Rescale the entries from the line with "Every instance of the shed" to the line with "<point>19,237</point>" by writing out every line in that span, including the wording of each entry, with each answer's point coordinates multiplied by 0.8 and rounded to whole numbers, halves rounding up. Leave the sample points in the entry wording as they are.

• [Dataset records]:
□ □ □ □ □

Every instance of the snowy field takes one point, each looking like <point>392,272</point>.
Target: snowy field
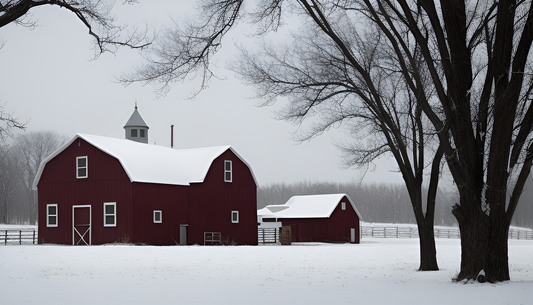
<point>377,271</point>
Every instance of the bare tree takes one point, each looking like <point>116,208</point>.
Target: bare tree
<point>94,14</point>
<point>32,148</point>
<point>9,122</point>
<point>9,182</point>
<point>476,56</point>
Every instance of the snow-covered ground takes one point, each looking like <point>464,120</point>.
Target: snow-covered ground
<point>377,271</point>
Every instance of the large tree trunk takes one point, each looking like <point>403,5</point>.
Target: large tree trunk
<point>428,251</point>
<point>483,246</point>
<point>474,242</point>
<point>497,266</point>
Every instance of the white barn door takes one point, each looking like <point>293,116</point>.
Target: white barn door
<point>81,225</point>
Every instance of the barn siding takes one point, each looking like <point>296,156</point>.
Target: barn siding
<point>212,201</point>
<point>203,207</point>
<point>106,182</point>
<point>172,200</point>
<point>336,228</point>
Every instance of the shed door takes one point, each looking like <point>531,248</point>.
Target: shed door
<point>183,234</point>
<point>81,225</point>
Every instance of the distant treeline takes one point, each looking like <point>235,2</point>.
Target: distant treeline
<point>383,202</point>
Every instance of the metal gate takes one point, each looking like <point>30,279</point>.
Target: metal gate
<point>81,224</point>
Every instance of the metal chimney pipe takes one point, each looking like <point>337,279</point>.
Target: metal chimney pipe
<point>171,136</point>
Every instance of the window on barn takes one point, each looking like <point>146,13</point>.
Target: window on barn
<point>234,216</point>
<point>227,171</point>
<point>110,214</point>
<point>81,167</point>
<point>158,216</point>
<point>51,215</point>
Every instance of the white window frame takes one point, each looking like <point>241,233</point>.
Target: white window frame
<point>48,215</point>
<point>228,171</point>
<point>160,216</point>
<point>114,214</point>
<point>233,220</point>
<point>78,167</point>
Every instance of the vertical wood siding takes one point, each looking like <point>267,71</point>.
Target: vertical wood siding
<point>336,228</point>
<point>107,182</point>
<point>172,200</point>
<point>203,207</point>
<point>212,201</point>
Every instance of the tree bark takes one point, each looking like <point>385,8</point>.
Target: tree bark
<point>428,250</point>
<point>473,228</point>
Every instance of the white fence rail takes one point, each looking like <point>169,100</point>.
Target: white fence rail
<point>412,232</point>
<point>19,237</point>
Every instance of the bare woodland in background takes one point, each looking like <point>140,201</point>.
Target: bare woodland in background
<point>463,67</point>
<point>19,162</point>
<point>383,202</point>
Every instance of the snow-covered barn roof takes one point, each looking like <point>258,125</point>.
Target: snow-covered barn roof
<point>152,163</point>
<point>309,206</point>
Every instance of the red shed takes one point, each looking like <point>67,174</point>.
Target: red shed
<point>96,190</point>
<point>316,218</point>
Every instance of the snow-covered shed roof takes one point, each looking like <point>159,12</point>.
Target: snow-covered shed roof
<point>309,206</point>
<point>151,163</point>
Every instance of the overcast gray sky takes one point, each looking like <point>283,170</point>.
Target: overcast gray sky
<point>48,79</point>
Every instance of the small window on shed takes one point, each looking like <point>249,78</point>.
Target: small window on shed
<point>110,214</point>
<point>234,216</point>
<point>158,216</point>
<point>227,171</point>
<point>51,215</point>
<point>81,167</point>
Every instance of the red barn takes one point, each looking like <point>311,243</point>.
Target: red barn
<point>97,190</point>
<point>316,218</point>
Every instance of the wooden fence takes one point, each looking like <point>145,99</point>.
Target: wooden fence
<point>412,232</point>
<point>27,236</point>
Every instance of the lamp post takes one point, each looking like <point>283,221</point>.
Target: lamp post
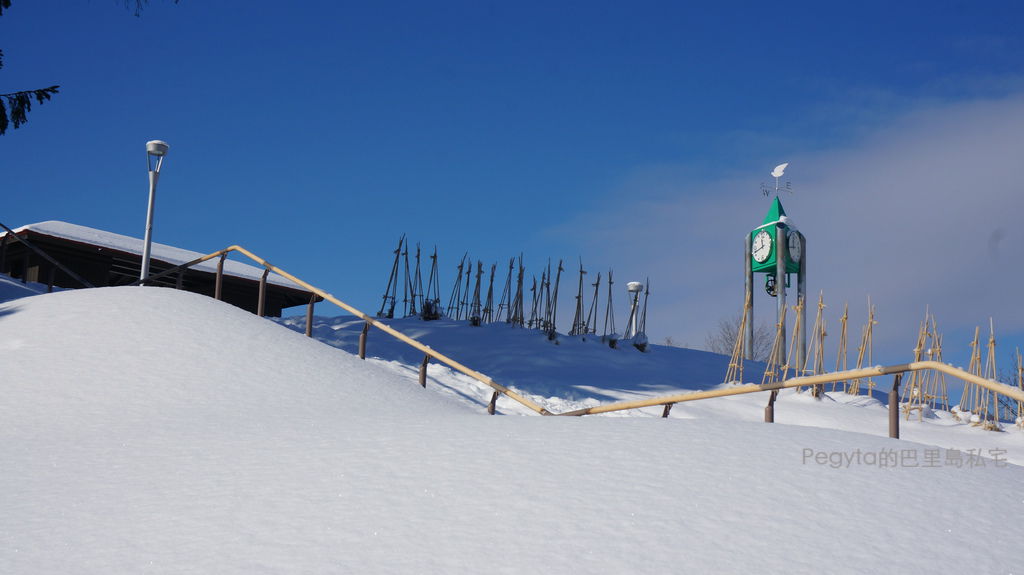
<point>155,151</point>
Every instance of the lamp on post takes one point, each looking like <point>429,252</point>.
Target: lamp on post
<point>155,151</point>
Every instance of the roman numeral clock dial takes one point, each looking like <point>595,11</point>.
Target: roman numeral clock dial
<point>761,248</point>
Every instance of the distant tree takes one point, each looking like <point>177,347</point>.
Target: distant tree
<point>14,106</point>
<point>723,338</point>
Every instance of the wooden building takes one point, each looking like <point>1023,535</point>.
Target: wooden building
<point>105,259</point>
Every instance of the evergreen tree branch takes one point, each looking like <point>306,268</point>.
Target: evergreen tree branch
<point>19,103</point>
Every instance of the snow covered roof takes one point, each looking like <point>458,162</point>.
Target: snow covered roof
<point>161,252</point>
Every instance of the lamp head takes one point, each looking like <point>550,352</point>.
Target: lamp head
<point>156,147</point>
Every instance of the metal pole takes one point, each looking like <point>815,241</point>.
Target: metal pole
<point>780,256</point>
<point>749,297</point>
<point>146,249</point>
<point>802,297</point>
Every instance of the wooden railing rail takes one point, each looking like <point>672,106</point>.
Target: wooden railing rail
<point>370,321</point>
<point>666,401</point>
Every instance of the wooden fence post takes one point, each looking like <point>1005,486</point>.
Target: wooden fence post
<point>770,408</point>
<point>262,293</point>
<point>309,315</point>
<point>363,341</point>
<point>219,283</point>
<point>423,370</point>
<point>3,252</point>
<point>894,407</point>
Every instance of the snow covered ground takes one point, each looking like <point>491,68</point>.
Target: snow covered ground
<point>144,430</point>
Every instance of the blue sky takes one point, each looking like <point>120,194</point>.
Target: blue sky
<point>633,136</point>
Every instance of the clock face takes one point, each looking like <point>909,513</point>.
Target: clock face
<point>796,251</point>
<point>761,247</point>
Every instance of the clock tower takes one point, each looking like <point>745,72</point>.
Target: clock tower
<point>776,249</point>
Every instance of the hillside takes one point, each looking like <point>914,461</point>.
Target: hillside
<point>147,430</point>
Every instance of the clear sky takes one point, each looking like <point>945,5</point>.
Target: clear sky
<point>632,135</point>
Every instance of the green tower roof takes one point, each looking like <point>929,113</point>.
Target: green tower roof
<point>774,213</point>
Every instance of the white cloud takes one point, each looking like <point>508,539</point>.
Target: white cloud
<point>926,211</point>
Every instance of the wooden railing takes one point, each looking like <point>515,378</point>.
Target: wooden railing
<point>428,352</point>
<point>666,401</point>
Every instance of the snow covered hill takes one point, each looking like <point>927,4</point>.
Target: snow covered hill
<point>154,431</point>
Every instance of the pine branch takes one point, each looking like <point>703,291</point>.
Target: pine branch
<point>19,104</point>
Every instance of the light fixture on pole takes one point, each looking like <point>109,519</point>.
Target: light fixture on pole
<point>634,288</point>
<point>155,151</point>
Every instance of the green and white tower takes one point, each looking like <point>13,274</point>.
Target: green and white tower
<point>776,249</point>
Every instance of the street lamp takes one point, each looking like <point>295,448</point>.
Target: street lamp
<point>155,151</point>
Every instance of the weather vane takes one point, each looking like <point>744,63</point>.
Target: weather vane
<point>776,173</point>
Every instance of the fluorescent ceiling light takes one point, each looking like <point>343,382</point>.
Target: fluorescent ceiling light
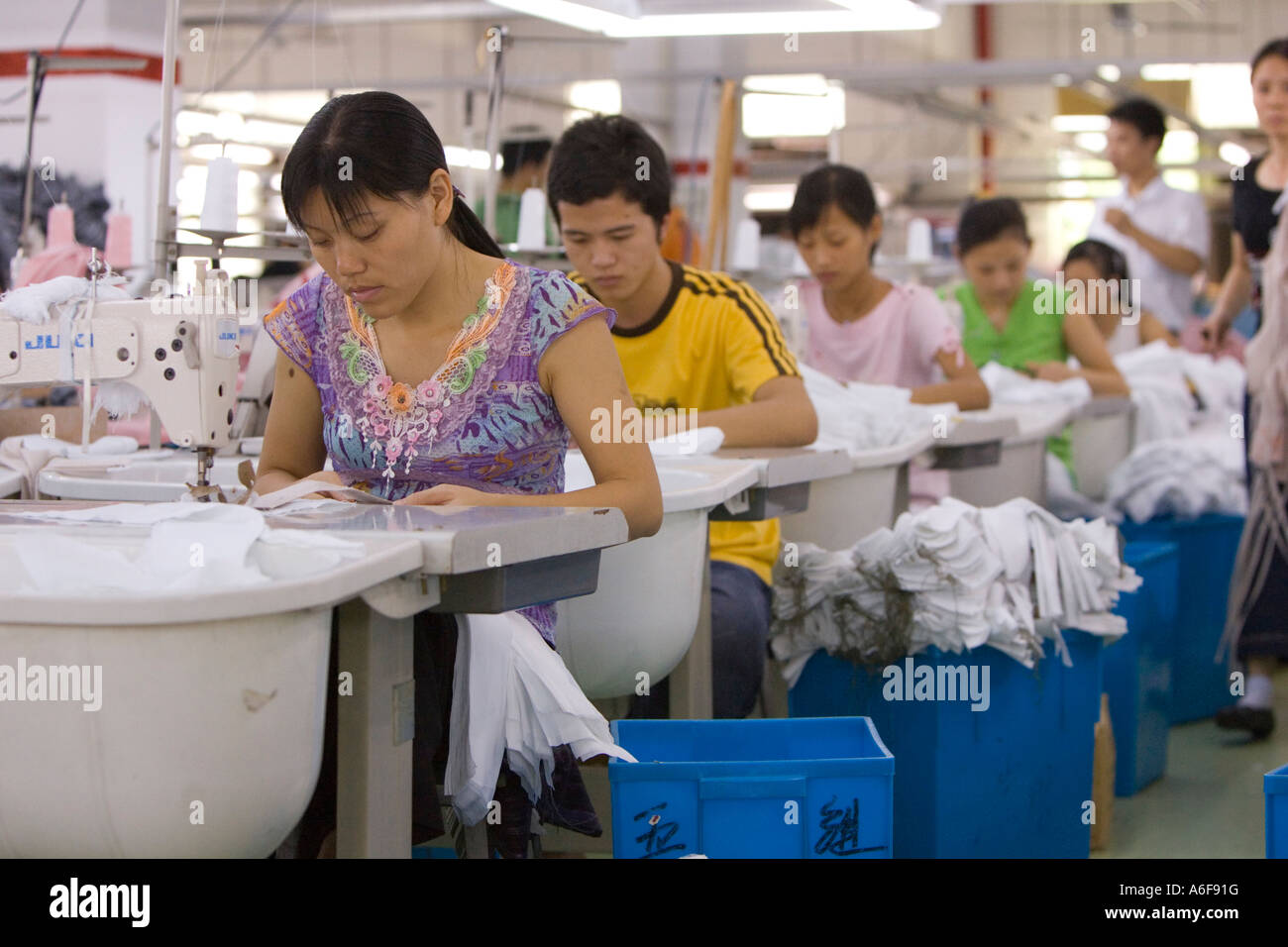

□ □ □ □ □

• [Finished answer]:
Every instance of the shed door takes one point, each looking like <point>531,248</point>.
Target: shed door
<point>146,187</point>
<point>65,180</point>
Every instance of the distant treeline takes one point, each looking like <point>235,2</point>.
Target: distant treeline
<point>306,162</point>
Every instance of the metal gate takes one point, each looking like <point>30,279</point>.
Target: metal gate
<point>65,179</point>
Every instance of the metal chimney pipe takes one point, each looking like <point>337,279</point>.
Target: metal chimney pipe
<point>137,109</point>
Every instance of the window on barn takes one point, each looking like <point>146,13</point>.
Target: window on barn
<point>187,173</point>
<point>182,137</point>
<point>88,171</point>
<point>65,134</point>
<point>126,173</point>
<point>41,172</point>
Every instance of the white window frame takes one point, each looking like <point>241,233</point>.
Target: white window frame
<point>38,172</point>
<point>182,137</point>
<point>128,173</point>
<point>91,171</point>
<point>186,176</point>
<point>62,134</point>
Every instance of the vertical wood siding takes one point, each looking like <point>267,71</point>.
Target: vertical wood siding
<point>269,182</point>
<point>86,146</point>
<point>138,160</point>
<point>162,166</point>
<point>170,161</point>
Every instance of the tree bark takes one point, each looking like <point>385,8</point>.
Target: tree bark
<point>342,200</point>
<point>378,182</point>
Every instance of the white fence rail takes one point, each looking like <point>169,100</point>.
Target: white fence rail
<point>330,186</point>
<point>15,190</point>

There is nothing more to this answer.